(Dataset entries)
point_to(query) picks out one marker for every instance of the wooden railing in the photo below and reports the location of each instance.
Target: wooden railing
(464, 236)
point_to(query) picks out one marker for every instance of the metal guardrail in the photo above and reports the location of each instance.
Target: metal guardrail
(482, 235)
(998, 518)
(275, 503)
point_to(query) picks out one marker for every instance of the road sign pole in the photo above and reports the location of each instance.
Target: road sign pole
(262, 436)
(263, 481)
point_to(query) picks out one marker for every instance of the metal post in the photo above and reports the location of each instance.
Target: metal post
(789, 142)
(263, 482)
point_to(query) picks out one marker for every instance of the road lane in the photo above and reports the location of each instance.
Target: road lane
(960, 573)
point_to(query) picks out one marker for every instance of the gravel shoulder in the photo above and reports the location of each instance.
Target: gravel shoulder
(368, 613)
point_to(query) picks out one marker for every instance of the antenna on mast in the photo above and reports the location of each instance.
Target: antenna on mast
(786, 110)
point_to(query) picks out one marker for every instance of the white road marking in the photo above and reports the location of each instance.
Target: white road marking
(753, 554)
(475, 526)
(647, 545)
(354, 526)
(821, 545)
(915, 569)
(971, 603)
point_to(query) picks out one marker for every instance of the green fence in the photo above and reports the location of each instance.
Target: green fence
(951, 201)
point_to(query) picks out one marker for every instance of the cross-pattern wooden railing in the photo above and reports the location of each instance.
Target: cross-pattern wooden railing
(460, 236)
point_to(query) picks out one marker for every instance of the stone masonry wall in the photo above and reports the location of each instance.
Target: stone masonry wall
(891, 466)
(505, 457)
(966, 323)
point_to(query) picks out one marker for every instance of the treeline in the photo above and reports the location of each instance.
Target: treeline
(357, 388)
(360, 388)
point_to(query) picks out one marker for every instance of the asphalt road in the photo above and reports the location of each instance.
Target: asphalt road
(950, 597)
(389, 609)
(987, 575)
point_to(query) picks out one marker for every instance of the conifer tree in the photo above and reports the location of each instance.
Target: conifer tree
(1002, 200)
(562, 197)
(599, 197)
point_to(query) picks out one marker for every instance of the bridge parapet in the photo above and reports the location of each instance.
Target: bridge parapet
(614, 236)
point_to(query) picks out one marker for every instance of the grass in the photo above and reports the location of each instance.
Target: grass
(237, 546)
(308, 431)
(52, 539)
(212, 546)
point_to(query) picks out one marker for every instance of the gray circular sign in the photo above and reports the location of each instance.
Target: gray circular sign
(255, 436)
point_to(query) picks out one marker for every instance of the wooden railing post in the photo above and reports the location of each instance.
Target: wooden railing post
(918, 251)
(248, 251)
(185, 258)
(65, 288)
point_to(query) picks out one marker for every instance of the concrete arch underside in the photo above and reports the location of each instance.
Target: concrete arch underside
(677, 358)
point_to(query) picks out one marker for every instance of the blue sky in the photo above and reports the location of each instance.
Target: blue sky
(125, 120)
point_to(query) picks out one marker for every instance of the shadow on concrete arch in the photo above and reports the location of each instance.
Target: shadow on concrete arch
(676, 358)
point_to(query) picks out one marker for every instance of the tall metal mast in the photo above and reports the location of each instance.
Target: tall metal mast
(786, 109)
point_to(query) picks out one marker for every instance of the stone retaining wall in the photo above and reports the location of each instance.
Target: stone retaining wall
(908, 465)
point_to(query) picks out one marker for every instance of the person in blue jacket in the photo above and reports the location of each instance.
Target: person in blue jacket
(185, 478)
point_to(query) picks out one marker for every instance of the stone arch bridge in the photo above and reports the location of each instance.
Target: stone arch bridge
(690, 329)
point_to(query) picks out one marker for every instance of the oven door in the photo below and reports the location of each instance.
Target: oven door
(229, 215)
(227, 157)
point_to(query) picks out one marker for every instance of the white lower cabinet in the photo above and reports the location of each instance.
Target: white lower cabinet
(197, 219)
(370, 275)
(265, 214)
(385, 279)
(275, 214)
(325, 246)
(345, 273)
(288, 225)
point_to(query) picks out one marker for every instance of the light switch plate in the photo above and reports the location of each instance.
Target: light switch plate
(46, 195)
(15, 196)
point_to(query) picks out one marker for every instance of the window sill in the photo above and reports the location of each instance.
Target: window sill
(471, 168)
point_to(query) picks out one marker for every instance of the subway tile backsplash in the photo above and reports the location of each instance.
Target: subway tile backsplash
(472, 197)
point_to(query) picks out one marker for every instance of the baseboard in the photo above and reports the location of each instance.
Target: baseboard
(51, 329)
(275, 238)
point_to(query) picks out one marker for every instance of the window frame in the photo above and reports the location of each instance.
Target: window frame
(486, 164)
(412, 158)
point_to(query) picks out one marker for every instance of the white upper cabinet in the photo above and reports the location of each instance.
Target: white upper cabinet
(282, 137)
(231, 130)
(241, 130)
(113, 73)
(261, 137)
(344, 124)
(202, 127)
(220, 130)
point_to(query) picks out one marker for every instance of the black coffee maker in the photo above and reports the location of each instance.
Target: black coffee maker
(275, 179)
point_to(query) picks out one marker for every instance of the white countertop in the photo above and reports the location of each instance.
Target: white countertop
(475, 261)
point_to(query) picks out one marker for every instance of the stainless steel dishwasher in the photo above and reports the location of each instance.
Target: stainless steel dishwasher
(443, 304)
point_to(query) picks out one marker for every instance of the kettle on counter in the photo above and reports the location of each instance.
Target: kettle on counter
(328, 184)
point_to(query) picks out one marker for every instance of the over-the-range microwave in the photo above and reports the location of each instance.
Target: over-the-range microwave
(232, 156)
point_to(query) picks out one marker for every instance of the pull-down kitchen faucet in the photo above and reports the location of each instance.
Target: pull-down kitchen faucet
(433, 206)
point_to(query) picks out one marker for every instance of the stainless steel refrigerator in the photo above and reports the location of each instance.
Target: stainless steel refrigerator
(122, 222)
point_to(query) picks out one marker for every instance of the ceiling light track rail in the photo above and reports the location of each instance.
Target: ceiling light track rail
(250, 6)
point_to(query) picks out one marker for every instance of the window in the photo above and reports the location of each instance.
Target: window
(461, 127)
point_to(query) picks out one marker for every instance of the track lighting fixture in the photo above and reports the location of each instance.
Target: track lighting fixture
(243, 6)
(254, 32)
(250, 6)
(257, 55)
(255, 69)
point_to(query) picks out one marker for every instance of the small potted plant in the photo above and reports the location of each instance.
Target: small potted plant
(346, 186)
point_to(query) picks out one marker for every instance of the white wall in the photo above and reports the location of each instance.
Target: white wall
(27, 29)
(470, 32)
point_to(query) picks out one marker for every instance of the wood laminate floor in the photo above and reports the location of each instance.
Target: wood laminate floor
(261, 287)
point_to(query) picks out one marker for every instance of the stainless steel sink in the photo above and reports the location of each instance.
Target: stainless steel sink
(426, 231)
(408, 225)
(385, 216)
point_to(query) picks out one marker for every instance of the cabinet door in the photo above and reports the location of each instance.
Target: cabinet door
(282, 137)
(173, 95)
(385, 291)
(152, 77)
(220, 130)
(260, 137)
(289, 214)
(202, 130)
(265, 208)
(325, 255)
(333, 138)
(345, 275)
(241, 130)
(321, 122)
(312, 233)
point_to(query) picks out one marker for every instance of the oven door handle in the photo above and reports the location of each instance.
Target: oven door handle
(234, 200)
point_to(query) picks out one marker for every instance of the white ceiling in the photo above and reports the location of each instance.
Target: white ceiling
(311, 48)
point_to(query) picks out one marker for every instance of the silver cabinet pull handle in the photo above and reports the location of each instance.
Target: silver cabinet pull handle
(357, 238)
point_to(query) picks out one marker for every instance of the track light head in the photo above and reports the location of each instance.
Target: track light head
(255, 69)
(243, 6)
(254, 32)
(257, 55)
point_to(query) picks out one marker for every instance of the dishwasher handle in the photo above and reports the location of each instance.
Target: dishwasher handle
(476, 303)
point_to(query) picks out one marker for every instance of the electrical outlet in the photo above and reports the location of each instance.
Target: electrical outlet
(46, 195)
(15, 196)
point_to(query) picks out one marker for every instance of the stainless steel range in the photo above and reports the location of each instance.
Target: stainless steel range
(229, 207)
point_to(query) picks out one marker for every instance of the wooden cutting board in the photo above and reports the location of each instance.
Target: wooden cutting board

** Aim of the task **
Search the entries for the word "cutting". Copy every line where it occurs.

** Exercise answer **
point_to(query) picks out one marker for every instance of the wooden cutting board in the photo above and reports the location of each instance.
Target: wooden cutting board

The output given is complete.